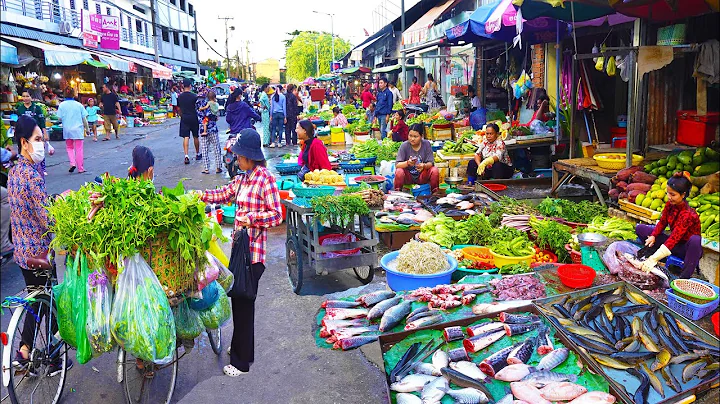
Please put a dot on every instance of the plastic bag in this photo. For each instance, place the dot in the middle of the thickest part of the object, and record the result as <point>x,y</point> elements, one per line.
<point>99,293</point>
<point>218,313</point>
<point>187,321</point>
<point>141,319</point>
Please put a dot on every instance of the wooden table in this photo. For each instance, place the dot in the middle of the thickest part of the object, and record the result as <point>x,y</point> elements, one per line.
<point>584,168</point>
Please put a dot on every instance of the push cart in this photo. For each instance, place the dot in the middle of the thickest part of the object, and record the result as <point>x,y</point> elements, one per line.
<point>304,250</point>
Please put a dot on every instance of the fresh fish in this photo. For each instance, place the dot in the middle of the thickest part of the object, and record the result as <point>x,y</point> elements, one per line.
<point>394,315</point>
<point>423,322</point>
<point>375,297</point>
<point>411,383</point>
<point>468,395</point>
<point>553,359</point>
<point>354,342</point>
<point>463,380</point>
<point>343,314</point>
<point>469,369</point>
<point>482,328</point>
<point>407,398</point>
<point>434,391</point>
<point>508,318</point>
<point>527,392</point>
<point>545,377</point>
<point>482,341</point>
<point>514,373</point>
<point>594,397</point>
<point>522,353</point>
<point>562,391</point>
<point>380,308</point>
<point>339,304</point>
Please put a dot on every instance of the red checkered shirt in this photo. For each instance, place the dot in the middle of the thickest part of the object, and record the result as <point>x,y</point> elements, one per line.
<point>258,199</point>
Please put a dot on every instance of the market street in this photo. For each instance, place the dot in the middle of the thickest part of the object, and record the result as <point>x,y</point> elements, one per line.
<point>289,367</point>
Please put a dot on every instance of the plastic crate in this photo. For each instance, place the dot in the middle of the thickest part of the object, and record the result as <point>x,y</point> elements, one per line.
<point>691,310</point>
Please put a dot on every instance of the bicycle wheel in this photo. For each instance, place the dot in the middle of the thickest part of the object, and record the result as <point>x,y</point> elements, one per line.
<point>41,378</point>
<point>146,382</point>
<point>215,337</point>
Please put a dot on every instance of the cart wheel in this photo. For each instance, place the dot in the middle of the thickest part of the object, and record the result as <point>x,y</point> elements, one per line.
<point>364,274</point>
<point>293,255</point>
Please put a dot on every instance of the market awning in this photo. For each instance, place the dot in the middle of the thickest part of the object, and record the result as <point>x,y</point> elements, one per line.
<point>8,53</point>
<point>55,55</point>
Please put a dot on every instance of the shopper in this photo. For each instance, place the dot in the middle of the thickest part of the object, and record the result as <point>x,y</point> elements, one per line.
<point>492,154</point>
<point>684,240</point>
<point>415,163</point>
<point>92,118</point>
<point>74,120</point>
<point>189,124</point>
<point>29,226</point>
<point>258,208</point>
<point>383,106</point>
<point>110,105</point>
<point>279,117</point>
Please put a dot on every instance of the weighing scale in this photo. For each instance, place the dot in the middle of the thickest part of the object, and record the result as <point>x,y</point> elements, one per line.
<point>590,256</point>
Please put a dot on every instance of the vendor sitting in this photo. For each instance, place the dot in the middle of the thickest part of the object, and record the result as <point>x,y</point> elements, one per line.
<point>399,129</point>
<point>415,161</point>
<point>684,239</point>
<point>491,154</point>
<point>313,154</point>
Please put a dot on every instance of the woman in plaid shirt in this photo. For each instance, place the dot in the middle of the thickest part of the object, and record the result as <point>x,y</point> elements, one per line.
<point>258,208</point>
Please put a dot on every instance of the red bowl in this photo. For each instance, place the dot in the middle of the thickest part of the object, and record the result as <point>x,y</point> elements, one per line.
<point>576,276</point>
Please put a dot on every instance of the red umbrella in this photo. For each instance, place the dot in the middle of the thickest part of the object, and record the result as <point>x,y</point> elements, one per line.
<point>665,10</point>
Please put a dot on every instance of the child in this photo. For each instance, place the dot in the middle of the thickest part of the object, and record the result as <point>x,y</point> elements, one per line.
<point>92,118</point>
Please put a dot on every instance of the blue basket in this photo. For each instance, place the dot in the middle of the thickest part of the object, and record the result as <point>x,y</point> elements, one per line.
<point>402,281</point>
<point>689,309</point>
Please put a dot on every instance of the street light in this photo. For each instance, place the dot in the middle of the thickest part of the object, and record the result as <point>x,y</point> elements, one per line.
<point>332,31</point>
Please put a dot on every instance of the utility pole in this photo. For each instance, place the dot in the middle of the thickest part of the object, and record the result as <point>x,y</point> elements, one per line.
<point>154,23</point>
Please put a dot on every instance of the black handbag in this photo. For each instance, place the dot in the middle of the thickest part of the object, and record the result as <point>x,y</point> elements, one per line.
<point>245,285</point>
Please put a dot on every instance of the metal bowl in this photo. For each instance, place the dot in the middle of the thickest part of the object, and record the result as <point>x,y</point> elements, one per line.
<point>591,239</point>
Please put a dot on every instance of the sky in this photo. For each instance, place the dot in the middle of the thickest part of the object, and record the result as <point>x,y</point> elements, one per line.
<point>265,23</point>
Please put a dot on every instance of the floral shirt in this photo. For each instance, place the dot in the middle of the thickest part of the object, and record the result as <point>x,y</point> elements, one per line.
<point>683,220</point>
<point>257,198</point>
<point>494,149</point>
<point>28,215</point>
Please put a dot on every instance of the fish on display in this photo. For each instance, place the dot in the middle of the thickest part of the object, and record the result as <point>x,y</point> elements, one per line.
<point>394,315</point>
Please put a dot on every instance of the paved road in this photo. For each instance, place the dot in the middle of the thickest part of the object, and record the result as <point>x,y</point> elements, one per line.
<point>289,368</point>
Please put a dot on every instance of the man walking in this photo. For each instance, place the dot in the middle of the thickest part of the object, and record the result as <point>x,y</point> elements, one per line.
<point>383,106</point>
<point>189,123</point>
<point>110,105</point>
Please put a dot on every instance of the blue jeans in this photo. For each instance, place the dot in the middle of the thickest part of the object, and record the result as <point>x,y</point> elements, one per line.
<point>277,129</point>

------------------------------------------------------------------------

*TASK*
In the listing above, copy down verbatim the stretch from the line containing "Please put a dot on every instance of the cart" through the line containing "<point>293,255</point>", including both of those lines.

*ANSWER TO THIS EXERCISE*
Please put a dot on every instance of the cart wheel in this photo. For each instance, place the dot in the middle of the thickest part of the object, and record the result as <point>x,y</point> elements, one per line.
<point>364,274</point>
<point>293,255</point>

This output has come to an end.